THE TASK — Within the following material, tally each line that contains the string "below". Give the tally only.

SOURCE RECORDS —
== Segment start ==

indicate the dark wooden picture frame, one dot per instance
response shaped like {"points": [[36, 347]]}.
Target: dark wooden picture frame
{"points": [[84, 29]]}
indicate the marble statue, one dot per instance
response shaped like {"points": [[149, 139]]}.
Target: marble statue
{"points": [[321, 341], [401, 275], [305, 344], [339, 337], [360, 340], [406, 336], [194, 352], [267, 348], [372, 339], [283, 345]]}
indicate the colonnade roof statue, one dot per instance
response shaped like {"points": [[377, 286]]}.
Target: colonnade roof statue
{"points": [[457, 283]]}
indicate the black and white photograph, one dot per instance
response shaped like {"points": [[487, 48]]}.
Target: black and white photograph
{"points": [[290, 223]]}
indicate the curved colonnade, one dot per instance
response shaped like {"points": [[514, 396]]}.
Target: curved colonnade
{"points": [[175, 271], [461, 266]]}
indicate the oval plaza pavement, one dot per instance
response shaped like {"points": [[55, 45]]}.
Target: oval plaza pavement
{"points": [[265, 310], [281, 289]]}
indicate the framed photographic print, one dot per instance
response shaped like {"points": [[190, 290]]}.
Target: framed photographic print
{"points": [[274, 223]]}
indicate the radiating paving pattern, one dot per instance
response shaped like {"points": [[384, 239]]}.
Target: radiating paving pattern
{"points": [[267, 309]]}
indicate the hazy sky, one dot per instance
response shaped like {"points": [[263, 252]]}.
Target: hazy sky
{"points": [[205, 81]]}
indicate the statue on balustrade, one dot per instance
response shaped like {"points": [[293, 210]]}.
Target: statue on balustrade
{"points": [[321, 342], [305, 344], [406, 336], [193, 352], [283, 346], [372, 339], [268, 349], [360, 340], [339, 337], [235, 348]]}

== Segment end ==
== Segment start ==

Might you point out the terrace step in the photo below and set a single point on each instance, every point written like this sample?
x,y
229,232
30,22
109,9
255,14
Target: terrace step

== Segment end ==
== Segment start ==

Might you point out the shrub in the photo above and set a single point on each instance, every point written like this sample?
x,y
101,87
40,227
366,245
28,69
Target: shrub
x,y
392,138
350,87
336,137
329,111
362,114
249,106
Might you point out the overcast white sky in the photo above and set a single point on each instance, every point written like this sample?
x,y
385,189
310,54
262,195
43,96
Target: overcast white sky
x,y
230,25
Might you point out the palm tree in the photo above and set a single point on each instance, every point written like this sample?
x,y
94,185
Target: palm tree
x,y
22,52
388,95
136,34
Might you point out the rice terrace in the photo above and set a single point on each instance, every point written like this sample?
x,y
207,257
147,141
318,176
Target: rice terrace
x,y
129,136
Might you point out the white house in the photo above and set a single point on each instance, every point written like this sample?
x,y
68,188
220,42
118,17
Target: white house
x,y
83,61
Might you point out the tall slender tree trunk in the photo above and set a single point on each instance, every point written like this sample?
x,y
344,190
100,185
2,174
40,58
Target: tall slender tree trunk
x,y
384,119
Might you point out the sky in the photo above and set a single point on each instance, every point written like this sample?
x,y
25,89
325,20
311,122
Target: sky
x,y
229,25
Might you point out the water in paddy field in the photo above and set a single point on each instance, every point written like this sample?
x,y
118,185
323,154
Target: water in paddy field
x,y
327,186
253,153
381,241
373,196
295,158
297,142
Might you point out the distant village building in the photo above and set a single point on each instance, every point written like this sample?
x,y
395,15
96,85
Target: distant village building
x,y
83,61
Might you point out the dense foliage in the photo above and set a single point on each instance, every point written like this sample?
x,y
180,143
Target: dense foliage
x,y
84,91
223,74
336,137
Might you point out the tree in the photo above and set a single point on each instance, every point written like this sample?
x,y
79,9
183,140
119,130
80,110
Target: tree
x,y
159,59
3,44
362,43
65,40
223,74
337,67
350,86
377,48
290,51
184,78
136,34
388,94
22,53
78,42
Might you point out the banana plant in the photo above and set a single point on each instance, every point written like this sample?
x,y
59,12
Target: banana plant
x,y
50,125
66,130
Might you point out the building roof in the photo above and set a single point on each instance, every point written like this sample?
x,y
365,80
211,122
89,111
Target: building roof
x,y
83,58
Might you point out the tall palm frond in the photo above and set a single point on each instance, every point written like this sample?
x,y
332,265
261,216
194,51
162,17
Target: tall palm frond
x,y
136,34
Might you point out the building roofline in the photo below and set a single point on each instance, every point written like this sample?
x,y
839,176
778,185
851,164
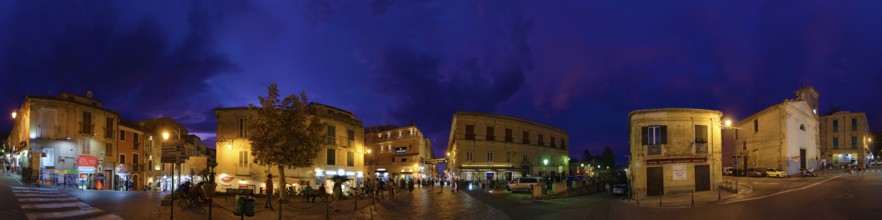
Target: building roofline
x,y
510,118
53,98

== Segment end ==

SOLUTION FOR THIS PROBLEM — 2